Items listed in a dataset

###

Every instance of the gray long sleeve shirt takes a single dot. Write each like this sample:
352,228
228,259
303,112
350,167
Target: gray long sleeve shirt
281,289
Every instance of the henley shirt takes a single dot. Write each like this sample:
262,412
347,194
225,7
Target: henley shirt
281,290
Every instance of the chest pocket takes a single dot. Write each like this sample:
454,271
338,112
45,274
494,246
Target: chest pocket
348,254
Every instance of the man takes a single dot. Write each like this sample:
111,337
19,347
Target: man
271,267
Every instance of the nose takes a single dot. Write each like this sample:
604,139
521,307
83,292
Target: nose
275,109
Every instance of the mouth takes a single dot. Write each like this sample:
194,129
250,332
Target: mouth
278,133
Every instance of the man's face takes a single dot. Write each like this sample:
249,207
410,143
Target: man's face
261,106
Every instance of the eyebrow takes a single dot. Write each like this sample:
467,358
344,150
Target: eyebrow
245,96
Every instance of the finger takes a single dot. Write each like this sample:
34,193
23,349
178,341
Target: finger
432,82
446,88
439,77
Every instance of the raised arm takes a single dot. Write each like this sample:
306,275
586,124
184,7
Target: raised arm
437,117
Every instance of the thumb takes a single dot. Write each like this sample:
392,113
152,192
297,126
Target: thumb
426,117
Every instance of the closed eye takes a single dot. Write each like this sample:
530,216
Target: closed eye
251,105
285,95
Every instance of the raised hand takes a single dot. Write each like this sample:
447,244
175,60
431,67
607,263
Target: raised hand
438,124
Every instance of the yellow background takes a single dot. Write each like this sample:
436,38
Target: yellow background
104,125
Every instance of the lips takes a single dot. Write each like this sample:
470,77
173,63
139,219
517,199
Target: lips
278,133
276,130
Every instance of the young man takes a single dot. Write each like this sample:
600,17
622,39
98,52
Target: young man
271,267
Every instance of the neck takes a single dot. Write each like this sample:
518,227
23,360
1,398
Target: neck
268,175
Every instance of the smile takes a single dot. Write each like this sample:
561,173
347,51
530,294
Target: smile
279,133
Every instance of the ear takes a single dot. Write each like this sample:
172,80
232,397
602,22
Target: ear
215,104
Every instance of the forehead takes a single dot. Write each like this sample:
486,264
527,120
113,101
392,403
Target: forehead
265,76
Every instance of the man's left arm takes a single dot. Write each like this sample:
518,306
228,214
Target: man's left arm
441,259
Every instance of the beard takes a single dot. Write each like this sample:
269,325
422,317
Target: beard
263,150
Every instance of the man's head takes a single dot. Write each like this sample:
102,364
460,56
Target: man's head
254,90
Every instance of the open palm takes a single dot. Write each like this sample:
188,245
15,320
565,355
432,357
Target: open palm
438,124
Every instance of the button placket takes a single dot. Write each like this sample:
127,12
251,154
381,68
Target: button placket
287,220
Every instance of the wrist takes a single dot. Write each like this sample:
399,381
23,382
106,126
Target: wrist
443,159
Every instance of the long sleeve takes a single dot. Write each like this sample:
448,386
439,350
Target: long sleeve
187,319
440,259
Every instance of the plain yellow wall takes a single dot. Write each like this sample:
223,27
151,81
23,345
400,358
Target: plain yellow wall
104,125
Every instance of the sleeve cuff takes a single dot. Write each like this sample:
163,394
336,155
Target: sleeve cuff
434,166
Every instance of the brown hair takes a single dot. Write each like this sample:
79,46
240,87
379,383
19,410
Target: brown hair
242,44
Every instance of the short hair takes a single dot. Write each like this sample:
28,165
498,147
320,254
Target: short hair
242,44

###

*Task objective*. All of the records above should be copied exactly.

*Task output*.
Every instance of the gray long sleeve shirt takes a single dot. Write each like this sample:
352,228
228,259
303,112
350,167
Target: gray long sleeve shirt
281,289
Every instance of the henley shirt takes a single dot. Write each like this sample:
262,412
347,194
225,7
Target: henley shirt
281,290
Every instance of the chest pocket takes a single dot. Write each like this sample:
454,271
338,112
45,274
494,246
Target: chest pocket
348,254
Every instance of the man takes a single dot. Write each like this sample:
111,337
19,347
Target: man
271,267
Every instance of the nose takes a single dot. Write each like this sample:
604,139
521,307
83,292
Target: nose
275,109
Every instance of the mouth takes a single dot. Write each like this sample:
194,129
250,332
Target: mouth
278,133
Every instance of the man's face takes a single dot. Write each like this sample:
249,207
410,143
Target: man's face
261,106
Every instance of the eyebrow takes a single dot. Write each like this sample:
467,358
344,150
Target: eyebrow
245,96
Every instance of the finger takes a single dot. Write each like this sample:
34,193
23,349
178,341
Target: finger
432,82
446,88
439,77
Every instance of the raised arm takes a single dot. Write each like this sample:
306,275
586,124
184,7
Target: raised arm
437,117
Every instance of the thumb takes a single dot. Write each like this sample:
392,113
152,192
297,126
Target: thumb
426,117
Every instance of the closed eye takes a single dot. Write each like this sample:
530,216
Target: closed eye
251,105
285,95
Every instance of the raised hand takes a single dot. Write each like this sample:
447,244
175,60
431,67
607,263
Target: raised hand
438,124
Every instance of the yellow background takes a single dot. Write each like this sample:
436,38
Target: yellow background
104,125
Every instance of the lips takes a single dot. Write each like this sample:
470,77
173,63
139,219
517,199
Target: lips
278,133
276,130
Every instance of the young man takes a single dot. Write each like this sample:
600,17
622,39
98,52
Target: young man
271,267
Every instance of the neck takes a single dot. Write each like this sample:
518,227
23,360
1,398
Target: neck
268,175
Every instance of the smile takes a single dot. Write each like this sample:
561,173
347,51
530,294
Target: smile
279,133
Every instance of the ear takes a single dot. Write each like this sample:
172,80
232,397
602,22
Target: ear
215,104
Every instance of the forehead takes a single dot. Write each like this sample:
486,264
527,120
113,101
392,403
Target: forehead
265,76
Every instance of the man's left arm takes a single dot. Write each like this sample:
518,306
228,214
Target: man's left arm
441,259
Every instance of the beard takes a single dot. Write each like this sample:
269,325
422,317
Target: beard
263,150
Every instance of the man's head takes a single dot. Write each like this sample:
102,364
460,56
Target: man's head
254,90
Every instance of the open palm takes a single dot. Write each like this sample:
188,245
15,320
565,355
432,357
Target: open palm
438,124
Every instance of the button placket takes a single dot. Write each like this sample:
127,12
251,154
381,68
Target: button placket
287,220
Every instance of the wrist takes a single dot. Write each like this sample:
399,381
23,382
106,126
Target: wrist
443,159
Every instance of the long sleeve takes a single dot. Write each like this sample:
448,386
439,350
Target: long sleeve
187,319
440,259
Every instance of the plain yellow wall takes a single dot. Write each like this sample:
223,27
151,81
23,345
400,358
Target: plain yellow wall
104,125
Every instance of the sleeve cuff takes a single dot. Write each like this sample:
163,394
336,155
Target: sleeve cuff
434,166
Every instance of the brown hair takes a single dot. Write each like this sample:
79,46
240,87
379,383
19,410
Target: brown hair
242,44
Every instance of the short hair takes a single dot. Write each like this sample:
28,165
498,147
320,254
Target: short hair
242,44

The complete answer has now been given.